* [Complete the following]:
1. Update the Mezereum text between "Though a hardy" and "stem in July.", inclusive, putting "deep green" in place of "dark green".
2. List every place named in the habitat line of the Mezereum text.

* [Document extract]:
::::
Family :Thymelaeaceae
Parts Used :The bark of root and stem, berries, roots.
Habitat :Europe, including Britain, and Siberia. Naturalized in Canada and the United States.
Description :The mediaeval name Mezereum is derived from the Persian Mazariyun, a name given to a species of Daphne. The barks of Daphne laureola, or Spurge Laurel, and D. Gnidium are also official in the British Pharmacopceia and United States.

Though a hardy shrub and indigenous to England, D. mezereum is not often found wild. The leaves appear at the ends of the branches after the flowers, and are alternate, lanceolate, entire, 2 to 3 inches long and dark green in colour. The small, purplishpink, four-segmented flowers grow in little clusters, and the bright-red, fleshy, ovoid, bluntly-pointed fruits, about 3/8 inch long, appear close to the stem in July.

There are varieties with yellow fruit and white flowers.

Occasionally the bark is found in commerce in quills, but more often in tough, flexible, thin, long strips, rolled like tape, splitting easily lengthways but difficult to break horizontally. The inner surface is silky, and the thin, outer, corky layer, of a light greenish-brown colour, separates easily in papery fragments.

The unpleasant odour of the fresh bark diminishes with drying, but the taste is intensely burning and acrid, though sweetish at first. The root bark is most active, but inadequate supplies led to the recognition of the stem bark also.
Constituents :The acridity of the bark is chiefly due to mezeen, a greenish-brown, sternutatory, amorphous resin. Mezereic acid, into which it can be changed, is found in the alcoholic and ethereal extracts, together with a fixed oil, a bitter, crystalline glucoside, daphnin, and a substance like euphorbone. Daphnin can be resolved into daphnetin and sugar by the action of dilute acids.
::::
Saved data entries
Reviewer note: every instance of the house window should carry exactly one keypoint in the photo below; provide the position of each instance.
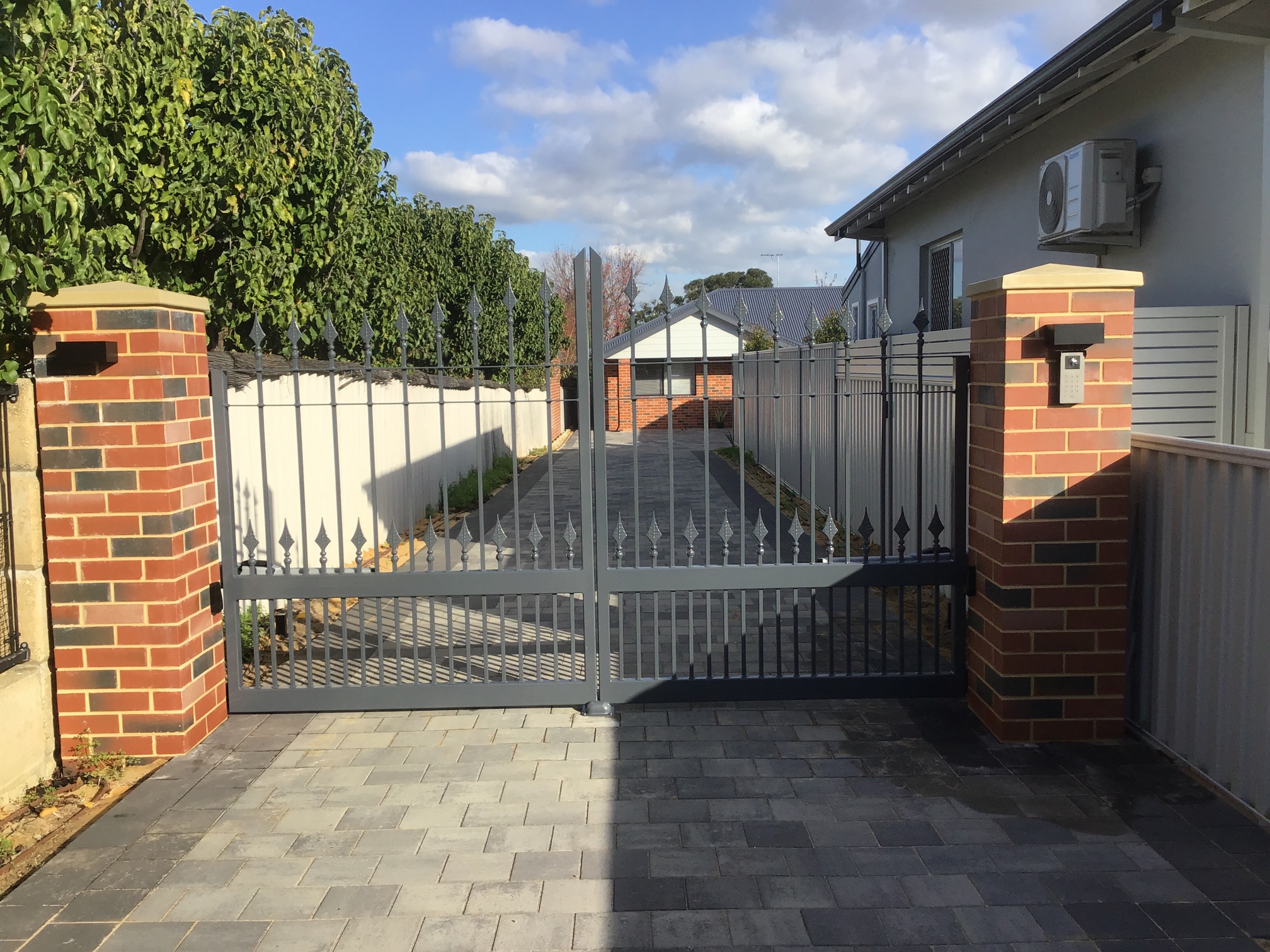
(944, 283)
(655, 378)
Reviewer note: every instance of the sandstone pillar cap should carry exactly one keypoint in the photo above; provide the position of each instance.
(117, 293)
(1055, 277)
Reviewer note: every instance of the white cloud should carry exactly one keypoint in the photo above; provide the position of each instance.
(726, 150)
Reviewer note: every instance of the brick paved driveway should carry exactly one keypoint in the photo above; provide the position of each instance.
(841, 824)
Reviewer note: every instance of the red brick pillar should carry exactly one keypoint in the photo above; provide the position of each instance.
(130, 516)
(1050, 490)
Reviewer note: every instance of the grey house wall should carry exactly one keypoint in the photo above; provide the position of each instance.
(1199, 112)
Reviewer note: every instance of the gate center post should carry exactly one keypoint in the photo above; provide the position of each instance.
(1050, 506)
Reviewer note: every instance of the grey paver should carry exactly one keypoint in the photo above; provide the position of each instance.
(457, 933)
(146, 937)
(220, 904)
(379, 936)
(709, 827)
(283, 903)
(315, 936)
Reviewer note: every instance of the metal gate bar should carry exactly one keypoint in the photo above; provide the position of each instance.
(452, 601)
(740, 572)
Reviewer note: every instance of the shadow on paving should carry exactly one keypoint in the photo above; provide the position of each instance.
(847, 824)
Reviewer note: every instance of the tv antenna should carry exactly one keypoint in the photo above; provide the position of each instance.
(777, 263)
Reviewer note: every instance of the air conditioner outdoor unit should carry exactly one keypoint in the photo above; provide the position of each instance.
(1086, 197)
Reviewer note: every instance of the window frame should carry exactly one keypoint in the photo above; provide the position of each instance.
(956, 243)
(668, 382)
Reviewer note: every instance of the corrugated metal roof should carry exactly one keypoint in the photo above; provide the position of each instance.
(796, 305)
(1110, 48)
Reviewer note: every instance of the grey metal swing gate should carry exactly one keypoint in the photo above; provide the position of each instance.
(365, 568)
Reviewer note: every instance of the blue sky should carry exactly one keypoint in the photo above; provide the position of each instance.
(700, 133)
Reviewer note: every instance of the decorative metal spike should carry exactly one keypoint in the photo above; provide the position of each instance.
(902, 531)
(921, 322)
(797, 532)
(294, 338)
(620, 537)
(776, 316)
(690, 533)
(394, 542)
(571, 536)
(358, 542)
(257, 333)
(510, 301)
(535, 537)
(323, 540)
(430, 538)
(830, 531)
(760, 533)
(884, 318)
(465, 541)
(655, 533)
(500, 537)
(936, 528)
(286, 542)
(865, 533)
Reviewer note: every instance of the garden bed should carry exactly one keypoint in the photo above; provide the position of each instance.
(54, 812)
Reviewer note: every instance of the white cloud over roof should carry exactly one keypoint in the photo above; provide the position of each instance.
(712, 154)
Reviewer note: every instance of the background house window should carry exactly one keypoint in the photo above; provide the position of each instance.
(653, 378)
(944, 282)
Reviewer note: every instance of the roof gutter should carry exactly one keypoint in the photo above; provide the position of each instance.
(1126, 32)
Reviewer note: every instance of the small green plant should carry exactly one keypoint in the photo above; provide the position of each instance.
(248, 626)
(733, 455)
(96, 766)
(41, 796)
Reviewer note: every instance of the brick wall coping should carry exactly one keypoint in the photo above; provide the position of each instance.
(1055, 277)
(118, 293)
(1203, 450)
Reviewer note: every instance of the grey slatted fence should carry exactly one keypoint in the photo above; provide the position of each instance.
(1199, 603)
(832, 397)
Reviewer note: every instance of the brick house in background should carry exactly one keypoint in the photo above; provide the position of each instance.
(661, 370)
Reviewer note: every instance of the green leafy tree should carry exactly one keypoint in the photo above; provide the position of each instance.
(830, 331)
(52, 161)
(229, 157)
(752, 278)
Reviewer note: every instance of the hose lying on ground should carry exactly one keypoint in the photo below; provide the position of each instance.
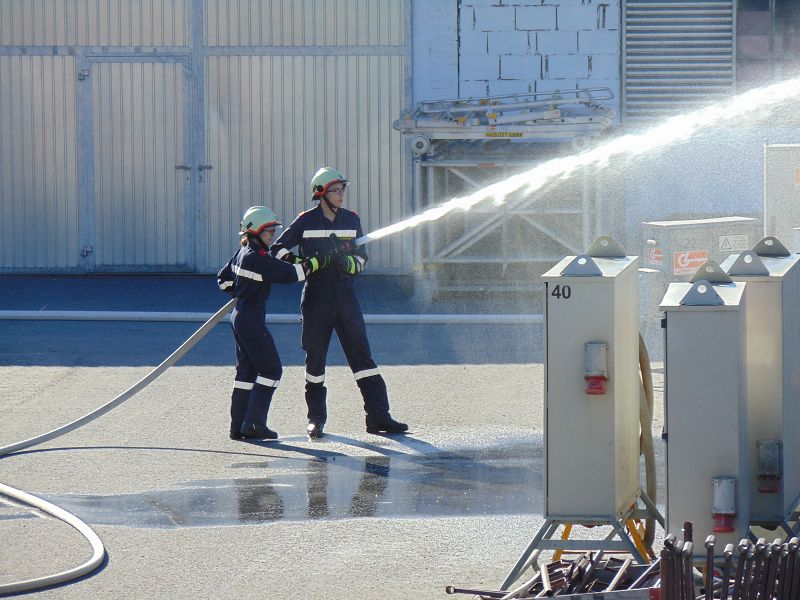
::::
* [Replies]:
1.
Though a hardy shrub and indigenous to England, D. mezereum is not often found wild. The leaves appear at the ends of the branches after the flowers, and are alternate, lanceolate, entire, 2 to 3 inches long and deep green in colour. The small, purplishpink, four-segmented flowers grow in little clusters, and the bright-red, fleshy, ovoid, bluntly-pointed fruits, about 3/8 inch long, appear close to the stem in July.

2. Europe, Britain, Siberia, Canada, the United States